Excerpts from a dataset:
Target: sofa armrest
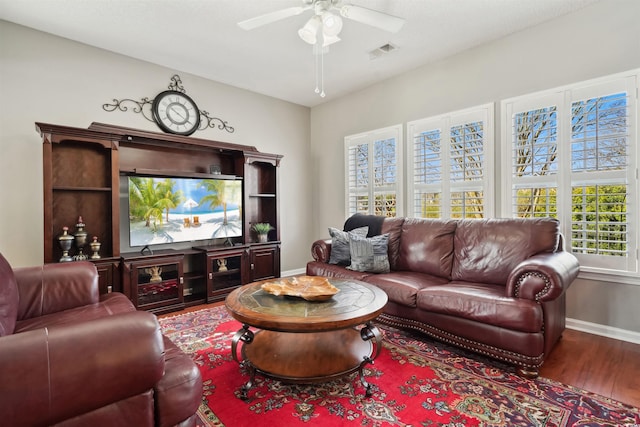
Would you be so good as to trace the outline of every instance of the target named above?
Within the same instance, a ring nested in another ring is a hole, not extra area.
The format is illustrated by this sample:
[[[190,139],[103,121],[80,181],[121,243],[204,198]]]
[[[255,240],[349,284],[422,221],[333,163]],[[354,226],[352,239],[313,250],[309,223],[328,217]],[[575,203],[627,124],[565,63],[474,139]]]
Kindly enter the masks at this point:
[[[331,239],[316,240],[311,245],[311,256],[320,262],[329,262],[331,257]]]
[[[131,312],[0,338],[0,419],[51,425],[150,390],[164,371],[157,319]]]
[[[539,302],[561,296],[578,277],[580,264],[569,252],[534,255],[522,261],[507,280],[507,296]]]
[[[13,270],[20,300],[18,320],[99,301],[98,271],[88,261],[44,264]]]

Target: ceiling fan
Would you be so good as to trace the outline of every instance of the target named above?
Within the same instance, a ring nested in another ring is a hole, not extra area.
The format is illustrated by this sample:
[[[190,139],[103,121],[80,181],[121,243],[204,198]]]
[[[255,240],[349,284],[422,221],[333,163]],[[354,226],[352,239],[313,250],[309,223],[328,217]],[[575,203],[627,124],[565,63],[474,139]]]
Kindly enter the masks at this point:
[[[342,18],[370,25],[391,33],[400,31],[404,19],[388,13],[379,12],[353,4],[342,4],[342,0],[302,0],[302,6],[289,7],[256,16],[242,22],[238,26],[244,30],[253,30],[263,25],[271,24],[291,16],[300,15],[313,9],[313,16],[302,28],[298,35],[302,40],[313,45],[316,58],[316,89],[315,92],[324,98],[324,53],[328,46],[340,41]],[[337,12],[334,13],[334,11]],[[341,18],[342,17],[342,18]],[[320,57],[320,60],[318,60]]]
[[[353,4],[343,4],[342,0],[302,0],[302,6],[289,7],[256,16],[239,22],[238,26],[244,30],[253,30],[291,16],[300,15],[311,9],[314,14],[298,31],[298,35],[302,40],[312,45],[318,42],[319,34],[322,35],[322,46],[340,41],[338,34],[342,30],[341,17],[391,33],[400,31],[405,21],[403,18],[377,10]],[[333,11],[336,11],[337,14]]]

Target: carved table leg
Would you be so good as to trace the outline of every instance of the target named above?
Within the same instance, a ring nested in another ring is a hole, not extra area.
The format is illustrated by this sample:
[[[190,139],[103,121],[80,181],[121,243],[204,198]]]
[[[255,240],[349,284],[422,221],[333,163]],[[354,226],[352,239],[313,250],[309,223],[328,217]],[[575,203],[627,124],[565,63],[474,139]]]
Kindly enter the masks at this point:
[[[253,382],[256,378],[256,368],[249,362],[248,360],[243,360],[241,363],[241,368],[246,368],[249,370],[249,381],[240,387],[240,399],[247,400],[249,399],[249,390],[253,387]]]
[[[242,328],[235,333],[235,335],[233,336],[233,340],[231,341],[231,355],[233,357],[233,360],[238,362],[241,370],[247,369],[249,371],[249,381],[247,381],[240,388],[240,398],[242,400],[248,399],[249,390],[251,390],[251,387],[253,387],[253,382],[255,380],[256,369],[250,361],[240,360],[240,358],[238,357],[238,343],[242,341],[245,344],[251,344],[253,342],[254,336],[254,333],[249,329],[249,325],[243,324]]]
[[[382,334],[380,334],[380,330],[375,325],[371,322],[367,322],[367,324],[360,330],[360,337],[363,341],[370,341],[375,338],[375,352],[372,352],[372,357],[364,356],[362,363],[360,363],[360,367],[358,368],[360,383],[366,389],[365,395],[367,397],[371,397],[373,392],[371,391],[371,384],[369,384],[364,378],[364,367],[368,364],[373,365],[373,361],[380,355],[380,351],[382,351]]]

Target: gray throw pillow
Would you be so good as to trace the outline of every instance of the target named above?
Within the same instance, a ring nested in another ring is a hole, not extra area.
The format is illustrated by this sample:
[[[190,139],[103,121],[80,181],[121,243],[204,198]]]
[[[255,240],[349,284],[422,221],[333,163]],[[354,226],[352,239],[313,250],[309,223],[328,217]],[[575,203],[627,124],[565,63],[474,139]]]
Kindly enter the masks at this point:
[[[388,273],[390,270],[388,245],[388,233],[366,238],[349,232],[351,265],[347,268],[368,273]]]
[[[366,236],[369,227],[360,227],[351,230],[356,236]],[[351,264],[351,250],[349,249],[349,233],[329,227],[329,235],[331,236],[331,254],[329,255],[329,264],[349,265]]]

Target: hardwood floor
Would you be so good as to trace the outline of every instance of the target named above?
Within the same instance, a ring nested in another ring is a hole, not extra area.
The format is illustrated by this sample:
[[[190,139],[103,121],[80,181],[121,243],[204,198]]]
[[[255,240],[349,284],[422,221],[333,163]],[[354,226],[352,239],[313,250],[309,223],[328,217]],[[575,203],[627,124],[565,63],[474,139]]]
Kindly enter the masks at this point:
[[[640,344],[565,329],[540,376],[640,407]]]
[[[222,303],[161,315],[175,316]],[[640,407],[640,344],[566,329],[540,376]]]

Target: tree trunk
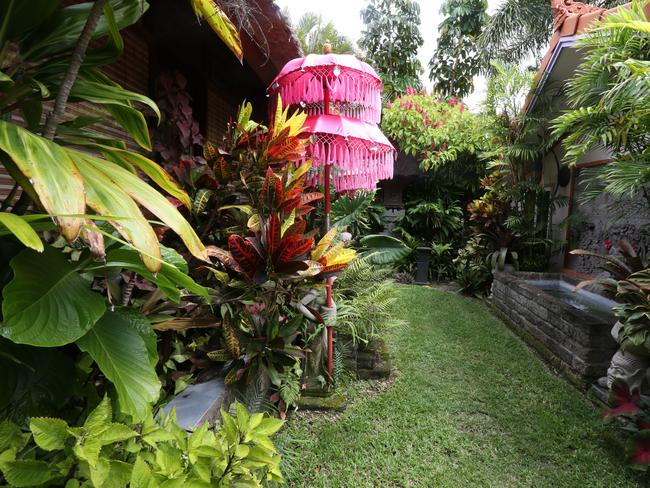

**ASSIGNMENT**
Transcribe the entries above word for word, but leave every picture out of your copy.

**REPLY**
Target: sofa armrest
Would you be so good as to trace the outline of every instance of the target named above?
Within the same instance, a ring nested in another ring is a hole, not extra area.
The format is illustrated by this sample:
[[[190,139],[103,121],[80,181],[121,243],[204,198]]]
[[[255,240],[349,284],[422,221],[333,163]],[[354,226],[352,239],[313,250],[309,223],[328,217]],[[575,203],[627,124],[565,63],[474,139]]]
Kindly enter the masks at this point:
[[[331,239],[316,240],[311,245],[311,256],[320,262],[329,262],[331,257]]]
[[[131,312],[0,338],[0,419],[51,425],[150,390],[164,371],[157,319]]]
[[[539,302],[561,296],[578,277],[580,264],[569,252],[534,255],[522,261],[507,280],[507,296]]]
[[[13,270],[20,300],[18,320],[99,301],[98,271],[88,261],[44,264]]]

Target: ceiling fan
Would you be so good as to trace the outline of every instance of the target named above?
Within the same instance, a ring nested in another ring is a hole, not extra area.
The format is illustrated by this sample:
[[[190,139],[103,121],[80,181],[121,243],[204,198]]]
[[[255,240],[349,284],[422,221],[333,163]],[[354,226],[352,239],[313,250],[309,223],[328,217]],[[575,203],[627,124],[565,63],[474,139]]]
Kindly enter the masks at this point:
[[[342,18],[370,25],[391,33],[400,31],[404,19],[388,13],[379,12],[353,4],[342,4],[342,0],[302,0],[302,6],[289,7],[256,16],[242,22],[238,26],[244,30],[253,30],[263,25],[271,24],[291,16],[300,15],[313,9],[313,16],[302,28],[298,35],[302,40],[313,45],[316,58],[316,89],[315,92],[324,98],[324,53],[328,46],[340,41]],[[337,12],[334,13],[334,11]],[[341,18],[342,17],[342,18]],[[320,57],[320,60],[318,60]]]
[[[353,4],[343,4],[342,0],[302,0],[302,6],[289,7],[256,16],[239,22],[238,26],[244,30],[253,30],[291,16],[300,15],[311,9],[314,14],[298,31],[298,35],[302,40],[312,45],[318,42],[319,34],[322,35],[322,46],[340,41],[338,34],[342,30],[341,17],[391,33],[400,31],[405,21],[403,18],[377,10]],[[333,11],[336,11],[337,14]]]

Target: carved table leg
Would you be so good as to trace the outline of every instance of the target named above?
Within the same instance, a ring nested in another ring is a hole, not extra area.
The format is illustrated by this sample:
[[[190,139],[103,121],[80,181],[121,243],[204,198]]]
[[[255,240],[349,284],[422,221],[333,163]],[[354,226],[352,239],[313,250],[309,223],[328,217]],[[575,203],[627,124],[565,63],[474,139]]]
Kindly enter the masks at this point:
[[[253,382],[256,378],[256,368],[249,362],[248,360],[243,360],[241,363],[241,368],[246,368],[249,370],[249,381],[240,387],[240,399],[247,400],[249,399],[249,390],[253,387]]]
[[[242,328],[235,333],[235,335],[233,336],[233,340],[231,341],[231,355],[233,357],[233,360],[238,362],[241,370],[247,369],[249,371],[249,381],[247,381],[240,388],[240,398],[242,400],[248,399],[249,390],[251,390],[251,387],[253,387],[253,382],[255,380],[256,369],[250,361],[240,360],[240,358],[238,357],[238,343],[242,341],[245,344],[251,344],[253,342],[254,336],[254,333],[249,329],[249,325],[243,324]]]
[[[382,334],[380,334],[380,330],[375,325],[371,322],[367,322],[367,324],[360,330],[360,337],[363,341],[370,341],[375,338],[375,352],[372,352],[372,357],[364,356],[362,363],[360,363],[360,367],[358,368],[360,383],[366,389],[365,395],[367,397],[371,397],[373,392],[371,391],[371,384],[369,384],[364,378],[364,367],[368,364],[373,365],[373,361],[380,355],[380,351],[382,351]]]

Target: gray throw pillow
Would you be so good as to trace the outline of every instance of the target named above?
Within the same instance, a ring nested in another ring is a hole, not extra area.
The format is illustrated by this sample:
[[[190,139],[103,121],[80,181],[121,243],[204,198]]]
[[[255,240],[349,284],[422,221],[333,163]],[[354,226],[352,239],[313,250],[309,223],[328,217]],[[575,203],[627,124],[565,63],[474,139]]]
Kindly enter the masks at this point:
[[[388,273],[390,270],[388,245],[388,233],[366,238],[349,232],[351,265],[347,268],[368,273]]]
[[[366,236],[369,227],[360,227],[351,230],[356,236]],[[351,264],[351,250],[349,249],[349,233],[329,227],[329,235],[331,236],[331,254],[329,255],[329,264],[349,265]]]

Target: hardwood floor
Would you be so good as to trace the outline of every instance of the target named above?
Within the same instance, a ring nested in another ring is a hole, not extra area.
The format is illustrated by this sample:
[[[190,139],[103,121],[80,181],[121,243],[204,198]]]
[[[255,240],[349,284],[422,221],[333,163]],[[354,226],[352,239],[313,250],[309,223],[328,217]],[[575,203],[627,124],[565,63],[474,139]]]
Kindly enter the masks at this point:
[[[640,344],[565,329],[540,376],[640,407]]]
[[[222,303],[161,315],[175,316]],[[640,407],[640,344],[566,329],[540,376]]]

Target: tree trunk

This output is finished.